== THE EXERCISE ==
Copy out the records below with "flowering shrub" replaced by "blooming bush" and nothing else changed. Leave out the pictures.

════════════════════

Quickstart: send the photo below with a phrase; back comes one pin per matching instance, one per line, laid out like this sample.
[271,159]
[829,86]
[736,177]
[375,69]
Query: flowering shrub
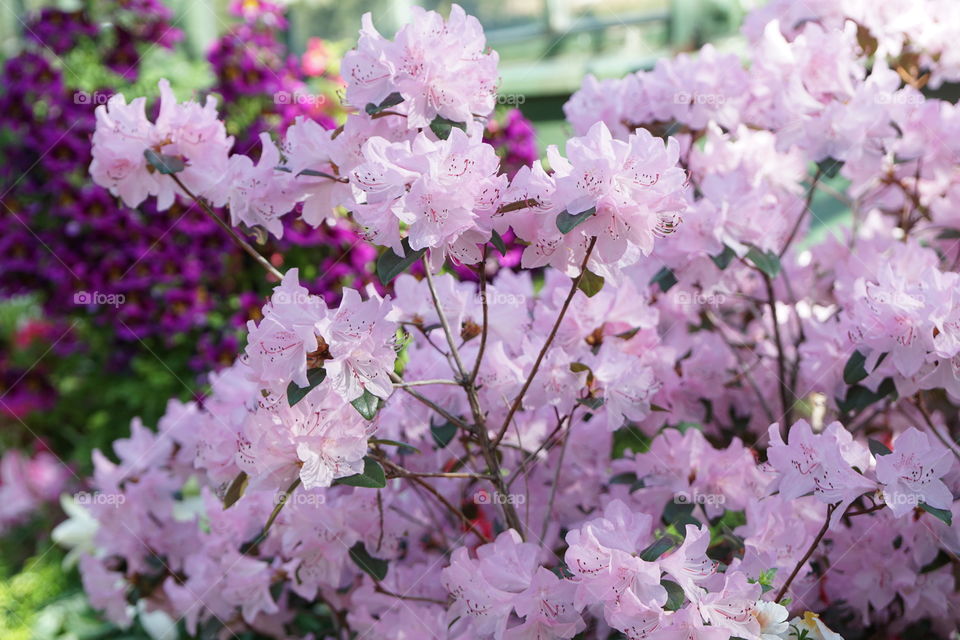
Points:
[687,426]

════════════════════

== COMPLETE OUTPUT ==
Quickstart: send the photo below with a phrase; back comes one pin per matching instance, one per line, laid out like this sample.
[271,159]
[829,86]
[736,177]
[375,69]
Query: blooming bush
Points:
[687,426]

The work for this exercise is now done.